[SOURCE start]

The use of standard deviation is one of the very serious flaws of investors attempting to measure, direct, and control risk. The problem with standard deviation is that the equation was intentionally created to simplify data. The way it is used draws a straight line through a group of data points, which necessarily ignores how far the data actually spreads out. That is, the standard deviation is intended to measure how far the data spreads out, but it actually fails to absolutely highlight the true high point and low point. Instead, it’s more of an average of those points. However, for risk management, it’s the worst-case loss that we really need to focus on. I believe in order to direct and control risk, I must focus on “how bad can it really get”. Not just “on average” how bad it can get. The risk in any investment position is at least how much it has declined in the past. And realizing it could be even worse some day. Standard deviation fails to reflect that in the way it is used.

[SOURCE end]

• **WRITTEN TASK**
Carry on the passage on standard deviation and investment risk, starting right after its final sentence. The entries have no connection to the passage on standard deviation and investment risk.

[LISTING start]

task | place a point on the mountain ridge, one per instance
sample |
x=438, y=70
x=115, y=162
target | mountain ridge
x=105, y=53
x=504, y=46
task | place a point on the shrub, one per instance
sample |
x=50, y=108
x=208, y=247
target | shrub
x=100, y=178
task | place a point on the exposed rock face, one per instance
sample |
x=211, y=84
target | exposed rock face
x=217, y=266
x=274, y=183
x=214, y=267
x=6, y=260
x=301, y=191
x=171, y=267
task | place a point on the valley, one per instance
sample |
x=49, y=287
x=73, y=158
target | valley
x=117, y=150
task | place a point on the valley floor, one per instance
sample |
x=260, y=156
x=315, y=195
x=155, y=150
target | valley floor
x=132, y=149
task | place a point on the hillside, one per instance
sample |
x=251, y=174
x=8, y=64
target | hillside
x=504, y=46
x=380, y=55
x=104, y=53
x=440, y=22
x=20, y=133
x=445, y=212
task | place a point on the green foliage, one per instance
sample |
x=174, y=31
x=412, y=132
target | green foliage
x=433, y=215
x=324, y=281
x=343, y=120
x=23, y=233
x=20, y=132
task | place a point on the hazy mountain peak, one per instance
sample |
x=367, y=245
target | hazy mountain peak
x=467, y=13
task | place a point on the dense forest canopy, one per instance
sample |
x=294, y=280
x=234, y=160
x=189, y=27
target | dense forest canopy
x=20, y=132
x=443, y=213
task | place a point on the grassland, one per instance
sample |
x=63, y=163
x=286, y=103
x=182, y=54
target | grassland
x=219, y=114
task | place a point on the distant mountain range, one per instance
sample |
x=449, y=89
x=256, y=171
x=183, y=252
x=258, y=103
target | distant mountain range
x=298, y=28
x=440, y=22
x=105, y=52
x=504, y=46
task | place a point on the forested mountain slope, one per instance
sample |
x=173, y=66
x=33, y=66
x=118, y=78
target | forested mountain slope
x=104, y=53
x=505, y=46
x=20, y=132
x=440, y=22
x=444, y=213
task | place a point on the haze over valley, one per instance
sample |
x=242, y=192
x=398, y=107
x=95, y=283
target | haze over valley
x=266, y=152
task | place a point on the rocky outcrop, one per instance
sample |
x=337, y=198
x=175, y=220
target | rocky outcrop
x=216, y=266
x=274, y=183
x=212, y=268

[LISTING end]

• **RESPONSE TO THIS TASK**
Consider that as prices trend up for years, investors become more and more complacent. As investors become complacent, they also become less indecisive as they believe the recent past upward trend will continue, making them feel more confident. On the other hand, when investors feel unsure about the future, their fear and indecisiveness is reflected as volatility as the price swings up and down more. We are always unsure about the future, but investors feel more confident the past will continue after trends have been rising and volatility gets lower and lower. That is what the peak of a market looks like. As it turns out, that’s just when asset allocation models like Modern Portfolio Theory (MPT) and portfolio risk measures like Value at Risk (VaR) tell them to invest more in that market – right as it reaches its peak. They invest more, complacently, because their allocation model and risk measures tell them to. An example of a period like this was October 2007 as global stock markets had been rising since 2003. At that peak, the standard deviation was low and the historical return was at its highest point, so their expected return was high and their expected risk (improperly measured as historical volatility) was low. Volatility reverses the other way at some point
What happens next is that the market eventually peaks and then begins to decline. At the lowest point of the decline, like March 2009, the global stock markets had declined over -50%. My expertise is directional price trends and volatility so I can tell you from empirical observation that prices drift up slowly, but crash down quickly. The below chart of the S&P 500 is an example of this asymmetric risk.
At the lowest point after prices had fallen over -50%, in March 2009, the standard deviation was dramatically higher than it was in 2007 after prices had been drifting up. At the lowest point, volatility is very high and past return is very low, telling MPT and VaR to invest less in that asset. This is a form of volatility targeting: investing more at lower levels or historical volatility and less at higher levels.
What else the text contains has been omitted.